Region pointing data
=== Section Start ===
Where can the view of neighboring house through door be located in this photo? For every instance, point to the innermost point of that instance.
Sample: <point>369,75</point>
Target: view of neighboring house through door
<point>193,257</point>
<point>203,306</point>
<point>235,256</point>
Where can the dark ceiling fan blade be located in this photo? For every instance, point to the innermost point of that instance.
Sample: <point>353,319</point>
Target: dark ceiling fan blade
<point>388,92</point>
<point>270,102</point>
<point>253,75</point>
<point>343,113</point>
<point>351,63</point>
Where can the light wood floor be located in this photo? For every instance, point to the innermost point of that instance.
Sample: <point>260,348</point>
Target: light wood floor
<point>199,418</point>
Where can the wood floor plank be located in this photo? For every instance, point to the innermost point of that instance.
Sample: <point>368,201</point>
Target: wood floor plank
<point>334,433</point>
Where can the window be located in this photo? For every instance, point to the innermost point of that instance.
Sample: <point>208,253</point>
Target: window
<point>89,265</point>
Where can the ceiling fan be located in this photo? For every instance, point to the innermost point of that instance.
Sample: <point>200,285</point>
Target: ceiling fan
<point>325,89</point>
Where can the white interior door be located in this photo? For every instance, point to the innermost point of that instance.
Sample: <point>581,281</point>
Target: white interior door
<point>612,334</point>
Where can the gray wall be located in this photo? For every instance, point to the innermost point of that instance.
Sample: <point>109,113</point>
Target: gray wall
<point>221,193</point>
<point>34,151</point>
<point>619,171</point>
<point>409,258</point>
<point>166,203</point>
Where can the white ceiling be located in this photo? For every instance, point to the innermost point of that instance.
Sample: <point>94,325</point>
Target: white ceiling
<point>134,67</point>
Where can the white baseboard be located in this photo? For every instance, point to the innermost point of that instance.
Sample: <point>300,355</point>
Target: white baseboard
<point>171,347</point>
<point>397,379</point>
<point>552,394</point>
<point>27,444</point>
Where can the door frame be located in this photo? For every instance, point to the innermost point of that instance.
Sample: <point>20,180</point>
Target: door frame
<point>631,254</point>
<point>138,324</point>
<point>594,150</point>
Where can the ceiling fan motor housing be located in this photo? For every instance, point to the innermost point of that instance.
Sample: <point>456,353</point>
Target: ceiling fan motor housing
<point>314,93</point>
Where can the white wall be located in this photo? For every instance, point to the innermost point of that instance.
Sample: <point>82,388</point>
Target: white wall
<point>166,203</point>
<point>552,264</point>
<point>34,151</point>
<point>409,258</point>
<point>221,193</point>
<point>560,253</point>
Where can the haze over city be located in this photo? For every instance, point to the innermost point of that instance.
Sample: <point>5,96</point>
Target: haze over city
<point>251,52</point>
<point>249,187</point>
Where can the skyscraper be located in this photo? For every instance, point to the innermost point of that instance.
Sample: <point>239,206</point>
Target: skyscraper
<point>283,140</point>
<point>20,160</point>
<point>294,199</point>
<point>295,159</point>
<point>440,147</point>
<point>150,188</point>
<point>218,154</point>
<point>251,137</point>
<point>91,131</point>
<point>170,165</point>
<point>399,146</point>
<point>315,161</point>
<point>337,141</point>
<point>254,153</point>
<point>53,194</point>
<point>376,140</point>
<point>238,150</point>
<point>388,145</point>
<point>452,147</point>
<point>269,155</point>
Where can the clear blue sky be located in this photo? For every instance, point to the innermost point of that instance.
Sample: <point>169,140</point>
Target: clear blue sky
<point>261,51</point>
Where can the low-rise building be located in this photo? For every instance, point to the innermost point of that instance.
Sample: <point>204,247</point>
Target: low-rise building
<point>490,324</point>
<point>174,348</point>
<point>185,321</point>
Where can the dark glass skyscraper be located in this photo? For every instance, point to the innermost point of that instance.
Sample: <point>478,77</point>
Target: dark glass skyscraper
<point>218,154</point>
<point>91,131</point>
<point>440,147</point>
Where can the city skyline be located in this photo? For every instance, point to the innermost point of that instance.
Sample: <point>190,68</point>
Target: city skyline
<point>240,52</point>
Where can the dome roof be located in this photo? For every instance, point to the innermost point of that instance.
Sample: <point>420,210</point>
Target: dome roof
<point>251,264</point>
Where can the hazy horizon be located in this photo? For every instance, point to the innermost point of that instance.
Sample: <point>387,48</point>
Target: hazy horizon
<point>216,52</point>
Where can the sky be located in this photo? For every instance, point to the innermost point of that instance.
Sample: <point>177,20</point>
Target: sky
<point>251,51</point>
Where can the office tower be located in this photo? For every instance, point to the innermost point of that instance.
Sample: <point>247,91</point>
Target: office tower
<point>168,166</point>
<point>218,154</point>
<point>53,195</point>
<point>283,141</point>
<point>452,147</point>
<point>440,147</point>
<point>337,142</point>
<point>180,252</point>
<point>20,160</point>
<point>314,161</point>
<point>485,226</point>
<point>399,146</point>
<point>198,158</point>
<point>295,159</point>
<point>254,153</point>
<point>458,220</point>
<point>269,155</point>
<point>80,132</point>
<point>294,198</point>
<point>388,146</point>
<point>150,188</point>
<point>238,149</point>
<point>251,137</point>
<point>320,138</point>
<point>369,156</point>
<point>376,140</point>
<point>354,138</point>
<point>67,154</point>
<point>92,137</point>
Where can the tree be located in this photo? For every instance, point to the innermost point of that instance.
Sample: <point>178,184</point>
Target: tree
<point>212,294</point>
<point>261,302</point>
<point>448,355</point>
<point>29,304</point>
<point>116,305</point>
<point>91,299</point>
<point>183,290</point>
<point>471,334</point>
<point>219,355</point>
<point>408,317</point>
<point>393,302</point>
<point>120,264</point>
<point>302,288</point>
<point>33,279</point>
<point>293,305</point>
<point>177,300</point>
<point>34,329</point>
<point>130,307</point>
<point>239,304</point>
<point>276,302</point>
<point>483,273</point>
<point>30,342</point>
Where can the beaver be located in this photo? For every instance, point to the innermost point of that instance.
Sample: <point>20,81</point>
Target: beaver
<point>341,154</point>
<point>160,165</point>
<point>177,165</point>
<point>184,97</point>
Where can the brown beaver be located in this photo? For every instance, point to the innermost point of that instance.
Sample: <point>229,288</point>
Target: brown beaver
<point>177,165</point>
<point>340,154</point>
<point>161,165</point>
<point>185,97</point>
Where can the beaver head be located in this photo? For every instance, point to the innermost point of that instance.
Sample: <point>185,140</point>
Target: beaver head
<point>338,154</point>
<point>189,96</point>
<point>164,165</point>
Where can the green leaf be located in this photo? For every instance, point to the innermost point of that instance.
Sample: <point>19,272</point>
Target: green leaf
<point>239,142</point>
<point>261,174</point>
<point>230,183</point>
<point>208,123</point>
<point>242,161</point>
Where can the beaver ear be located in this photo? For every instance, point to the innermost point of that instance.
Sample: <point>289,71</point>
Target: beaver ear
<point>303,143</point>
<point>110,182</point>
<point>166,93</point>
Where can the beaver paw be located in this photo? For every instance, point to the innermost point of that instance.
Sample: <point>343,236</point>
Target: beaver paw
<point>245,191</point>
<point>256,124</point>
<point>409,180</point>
=== Section End ===
- **Exercise prompt**: Above this instruction are the records; retype exactly the lines from the one containing "Where can the white ceiling" up to and including the one containing "Sample: <point>5,96</point>".

- **Response to the exercise**:
Where can the white ceiling be located in this photo? For every instance, point to the innermost point of that instance.
Sample: <point>94,325</point>
Target: white ceiling
<point>134,67</point>
Where can the white baseboard be located in this photo? For every instance, point to the innermost point of that instance.
Sample: <point>300,355</point>
Target: white baseboard
<point>171,347</point>
<point>397,379</point>
<point>552,394</point>
<point>27,444</point>
Where can the door frame be located in this photo? For every instance, point to the innermost point of that instance.
Sample: <point>20,180</point>
Target: door frame
<point>631,254</point>
<point>138,324</point>
<point>594,150</point>
Where can the ceiling fan motor housing be located in this photo? For every instance, point to the innermost point of that instance.
Sample: <point>456,353</point>
Target: ceiling fan motor housing
<point>314,93</point>
Where can the white wall be located in this photo? For every instance, point to the innermost point of that instance.
Sample: <point>82,388</point>
Target: white wall
<point>166,203</point>
<point>552,264</point>
<point>34,151</point>
<point>409,258</point>
<point>221,193</point>
<point>560,253</point>
Where can the haze over city be located in this photo? For every instance, point to the innermost point of that instance.
Sample: <point>5,96</point>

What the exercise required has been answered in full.